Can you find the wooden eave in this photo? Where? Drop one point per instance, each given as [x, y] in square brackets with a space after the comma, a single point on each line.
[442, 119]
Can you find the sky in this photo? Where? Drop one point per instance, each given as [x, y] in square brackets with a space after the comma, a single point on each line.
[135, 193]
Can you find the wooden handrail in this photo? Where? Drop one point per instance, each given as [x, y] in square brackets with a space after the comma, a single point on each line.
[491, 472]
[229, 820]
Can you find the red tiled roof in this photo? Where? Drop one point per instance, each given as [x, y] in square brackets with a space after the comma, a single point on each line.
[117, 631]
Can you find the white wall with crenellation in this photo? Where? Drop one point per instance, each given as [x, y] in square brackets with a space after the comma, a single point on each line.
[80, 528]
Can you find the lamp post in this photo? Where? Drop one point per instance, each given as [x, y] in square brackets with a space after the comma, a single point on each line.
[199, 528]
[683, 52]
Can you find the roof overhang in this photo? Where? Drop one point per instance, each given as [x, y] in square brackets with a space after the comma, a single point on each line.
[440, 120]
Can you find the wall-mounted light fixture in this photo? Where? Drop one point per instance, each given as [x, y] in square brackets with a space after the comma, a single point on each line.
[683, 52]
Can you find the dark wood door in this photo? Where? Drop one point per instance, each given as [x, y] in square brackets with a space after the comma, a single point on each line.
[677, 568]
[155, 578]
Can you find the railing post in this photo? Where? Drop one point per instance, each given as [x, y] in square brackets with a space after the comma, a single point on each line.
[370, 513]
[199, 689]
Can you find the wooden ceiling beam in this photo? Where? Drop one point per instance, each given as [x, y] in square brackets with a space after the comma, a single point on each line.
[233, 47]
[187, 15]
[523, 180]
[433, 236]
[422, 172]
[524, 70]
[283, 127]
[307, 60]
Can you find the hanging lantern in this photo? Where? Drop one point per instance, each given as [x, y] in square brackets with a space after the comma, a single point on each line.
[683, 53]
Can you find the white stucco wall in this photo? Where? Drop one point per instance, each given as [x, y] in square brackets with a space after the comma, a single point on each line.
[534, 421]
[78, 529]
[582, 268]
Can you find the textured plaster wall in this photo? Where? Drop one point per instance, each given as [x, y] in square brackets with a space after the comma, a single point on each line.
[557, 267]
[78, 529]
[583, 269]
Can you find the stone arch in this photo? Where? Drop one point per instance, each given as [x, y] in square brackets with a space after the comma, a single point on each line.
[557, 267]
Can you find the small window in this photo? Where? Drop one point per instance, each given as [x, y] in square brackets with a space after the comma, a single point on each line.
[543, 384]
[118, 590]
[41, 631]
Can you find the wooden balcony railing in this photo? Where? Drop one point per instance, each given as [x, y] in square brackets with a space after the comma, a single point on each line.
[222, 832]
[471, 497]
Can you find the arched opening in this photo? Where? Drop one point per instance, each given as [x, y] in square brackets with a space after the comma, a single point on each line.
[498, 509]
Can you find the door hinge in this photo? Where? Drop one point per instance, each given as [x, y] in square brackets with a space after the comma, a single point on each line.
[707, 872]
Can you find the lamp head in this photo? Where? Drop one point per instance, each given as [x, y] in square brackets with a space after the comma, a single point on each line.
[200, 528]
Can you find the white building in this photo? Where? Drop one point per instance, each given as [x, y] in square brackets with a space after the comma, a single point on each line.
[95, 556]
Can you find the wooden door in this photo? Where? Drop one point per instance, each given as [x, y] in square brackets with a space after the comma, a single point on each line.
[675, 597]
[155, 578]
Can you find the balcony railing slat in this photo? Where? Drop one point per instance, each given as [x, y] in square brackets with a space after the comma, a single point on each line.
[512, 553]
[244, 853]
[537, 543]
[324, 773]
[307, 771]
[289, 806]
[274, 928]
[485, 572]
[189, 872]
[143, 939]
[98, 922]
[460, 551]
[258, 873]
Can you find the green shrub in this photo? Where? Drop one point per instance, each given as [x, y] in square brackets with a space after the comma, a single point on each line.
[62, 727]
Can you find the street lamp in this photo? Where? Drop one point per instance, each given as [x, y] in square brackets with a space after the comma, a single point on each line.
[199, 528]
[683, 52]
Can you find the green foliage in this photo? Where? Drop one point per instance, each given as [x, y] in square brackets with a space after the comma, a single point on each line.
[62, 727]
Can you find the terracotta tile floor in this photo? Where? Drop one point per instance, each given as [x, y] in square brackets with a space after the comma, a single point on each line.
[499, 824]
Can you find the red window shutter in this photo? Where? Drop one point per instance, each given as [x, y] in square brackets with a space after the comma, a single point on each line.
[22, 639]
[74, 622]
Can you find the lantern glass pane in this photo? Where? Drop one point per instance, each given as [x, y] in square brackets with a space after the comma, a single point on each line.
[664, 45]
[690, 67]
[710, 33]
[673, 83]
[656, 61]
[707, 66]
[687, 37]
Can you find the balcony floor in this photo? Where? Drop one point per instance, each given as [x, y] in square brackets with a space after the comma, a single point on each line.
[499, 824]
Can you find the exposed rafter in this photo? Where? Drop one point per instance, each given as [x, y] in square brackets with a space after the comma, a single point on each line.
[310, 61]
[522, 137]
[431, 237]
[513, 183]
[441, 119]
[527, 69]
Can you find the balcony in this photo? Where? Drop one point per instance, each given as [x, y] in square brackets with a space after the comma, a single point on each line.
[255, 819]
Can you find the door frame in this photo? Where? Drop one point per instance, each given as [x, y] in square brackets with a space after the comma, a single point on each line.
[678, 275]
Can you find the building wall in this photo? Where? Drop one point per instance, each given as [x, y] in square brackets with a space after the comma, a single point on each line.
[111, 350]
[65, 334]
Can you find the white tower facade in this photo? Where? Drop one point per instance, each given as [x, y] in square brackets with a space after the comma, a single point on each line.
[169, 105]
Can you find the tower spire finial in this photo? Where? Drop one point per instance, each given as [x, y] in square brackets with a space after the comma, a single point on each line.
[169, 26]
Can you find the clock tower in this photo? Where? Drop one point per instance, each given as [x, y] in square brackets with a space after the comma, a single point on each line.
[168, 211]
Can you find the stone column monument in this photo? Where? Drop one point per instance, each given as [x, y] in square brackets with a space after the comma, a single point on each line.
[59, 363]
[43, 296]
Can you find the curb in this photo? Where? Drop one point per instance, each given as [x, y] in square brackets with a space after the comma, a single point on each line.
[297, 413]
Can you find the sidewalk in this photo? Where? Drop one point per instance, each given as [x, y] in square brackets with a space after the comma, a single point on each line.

TASK TO COMPLETE: Copy out all of the records above with nothing altered.

THE ANSWER:
Can you find the wooden eave in this photo? Where? Drop one point per instance, each given as [x, y] in square brackets with a space after the comma, a single point on each line.
[442, 119]
Can you find the sky in this photo? Where? Drop one point per instance, each given as [x, y] in square brackets with a space after the comma, a single point on each line.
[135, 193]
Can you find the wooden handrail in this photo? Where? Drop one point per instance, each given as [x, y] in square brackets with a space after the comma, a single point on each line.
[491, 472]
[229, 820]
Can you find the red tiled roof in this photo? Where? Drop one point per instance, each given as [x, y] in square brackets with a space after the comma, a single point on each line.
[117, 631]
Can you find the white wall with crenellation in this photo? Where? Drop one point per instance, each given as [x, y] in square brackets with a space after the comma, a single point on each line.
[80, 528]
Can you find the lamp post in this photo? Where? Drop one point per instance, each given as [x, y] in square brackets with a space after the comma, a single point on each line.
[199, 528]
[683, 52]
Can you find the roof overhang in this photo? Where? Drop one point per instance, each given as [x, y] in square brackets with a space after the comma, a single point on each line.
[440, 120]
Can you find the wall-mounted light fixture in this photo? Where? Drop one point per instance, each given as [x, y] in square brackets with a space after the comma, a single point on each line.
[683, 52]
Can you find the dark wood door in this photo? Where? Drop one point per instance, each given as [x, y] in square brackets with a space after the comma, a single point on each line.
[677, 568]
[155, 578]
Can you find the railing post in this photo? Where? Drop one point per instance, each given as [x, y] in square brackets with a space after the comma, a single point on each line.
[370, 513]
[199, 689]
Can you find the wooden ceiling beam in this photo? Where? Drop one point per instance, each given as [x, y] in square brackets with a space after the comma, a single point on each line.
[233, 47]
[187, 15]
[523, 180]
[433, 236]
[422, 172]
[524, 70]
[283, 127]
[307, 60]
Can you find the hanging lantern in this photo? Where? Drop one point per instance, each given as [x, y] in square brackets with a space after the comma, a single point on each line.
[683, 53]
Can you find the white stucco wall in this photo? Where? Drop one point per instance, each given as [x, y] in square brackets with a space after the comma, a single point on each line.
[534, 421]
[78, 529]
[582, 268]
Can you find the textured plaster wall in this photo? Where? Drop one point per instance, each given as [x, y] in square brackets with a space after the comma, a single point on each line.
[557, 267]
[78, 529]
[583, 269]
Can you find the stone arch in this photo? Where? Drop one point per instance, each given as [x, y] in square brackets with a space after the comma, a single point on each line.
[557, 267]
Can you find the small window in this photo? Where? Drop one point per instance, each given as [x, y] in square brackets with a space after the comma, a single point on each line.
[543, 384]
[118, 590]
[41, 631]
Can you find the wooden balcony railing in this photo? Where? Drop one point per instance, each given as [x, y] in square brackets with a space after the comma, a single point on each line.
[222, 832]
[471, 497]
Can you find the arched opening in this photo? Where? Drop one point per instance, each given as [x, y] in square brackets with a space after the comma, a single point on each line.
[498, 509]
Can you find the door hinge in this photo? Where? Drop one point per instance, each given as [x, y] in square brackets with a space after the comma, a single point on each line.
[707, 872]
Can you find the lamp head in this photo? Where? Drop one point per instance, each given as [x, y] in square brackets with a space after the comma, a single point on each line.
[200, 528]
Can you find the white building in this photo? Where? Drop one point per instance, each given as [x, y] in square brackets with a space after the comma, a single point on each line.
[95, 556]
Can you find the wooden door in this photo? Where? Drop one point per instance, each given as [x, y] in square brackets with a space after the comma, a single point on each line.
[675, 597]
[155, 578]
Can you find the balcony railing slat in this photo? Where? Drop one point per instance, each given as [x, y] in square brackets with a space after the comma, a single point on each line.
[512, 553]
[244, 853]
[537, 543]
[324, 773]
[307, 771]
[289, 806]
[274, 928]
[485, 572]
[189, 872]
[143, 939]
[98, 922]
[460, 551]
[258, 873]
Can you find the green shrub in this photo? Where? Drop one point per instance, each given as [x, y] in square brackets with a space after the comma, a single point on each line.
[62, 727]
Can you find the street lamp in this photo? Where? Drop one point per instance, each given as [x, y] in square brackets with a space after the comma, a single point on each line.
[199, 528]
[683, 52]
Can you find the green foliage in this photo? Where? Drop one point per instance, each given as [x, y] in square brackets with a space after the comma, a single point on each line.
[62, 727]
Can you find the terracotta tile floor in this photo? Where? Drop one point per instance, each given as [x, y] in square brackets with a space after the comma, a single point on each line.
[499, 824]
Can you find the red window shutter in this photo? Where? Drop one point per instance, each given as [x, y] in square brackets with a space after the comma, a single point on each line.
[22, 639]
[74, 622]
Can you find the lantern glass pane in this photo? Where? Drop one point per instance, each given as [x, y] in square brackets with a space after the comma, a single point on each line.
[664, 45]
[690, 67]
[710, 33]
[673, 83]
[656, 61]
[707, 66]
[687, 37]
Can you find the balcony floor in this photo? Where? Drop one point per instance, each given as [x, y] in square brackets with a space after the comma, a single point on each line.
[499, 824]
Can you find the exposed rafter in this photo? Where? Drop one point per instance, each given as [x, y] in square brackets with a space after the comma, a single point on each line.
[310, 61]
[522, 137]
[431, 237]
[513, 183]
[441, 119]
[527, 69]
Can you find the balcony in this photo? Where? Drop one point per instance, each given as [x, y] in square brackets with a space after the comma, a single point on each line.
[255, 819]
Can you find the door frame in this photo? Where? Drop one point per instance, each given as [x, y] in square brackets with a space after the comma, a single point on each line.
[678, 275]
Can you find the building wall in this photo? Where? Drop one point per instance, each given as [x, y] in square brackets with a space after the comma, a single point on each line.
[111, 350]
[65, 334]
Can you find the white tower facade in this photo? Where? Drop one point per instance, each given as [x, y] in square brackets with a space after the comma, a single point on each line.
[169, 105]
Can you find the tower spire finial in this photo? Where? Drop one point per instance, each given as [x, y] in square brackets with a space after the comma, a single point on each line.
[169, 26]
Can you find the clock tower in this photo? Where? Drop one point per instance, each given as [x, y] in square brackets with a space after the comma, a single point on each line.
[168, 211]
Can you find the stone column monument in this photo? Where? Drop one point per instance, each given as [x, y] in square brackets with a space after the comma, a single point on each line.
[59, 363]
[43, 296]
Can you find the curb in this photo? Where? Drop one point per instance, each given as [x, y] in square brackets with a space after the comma, a single point on each line.
[297, 413]
Can you find the sidewalk in this photo? Where? Drop one point per instance, each given as [x, y] in square brackets with a space after the comma, a single point on each line.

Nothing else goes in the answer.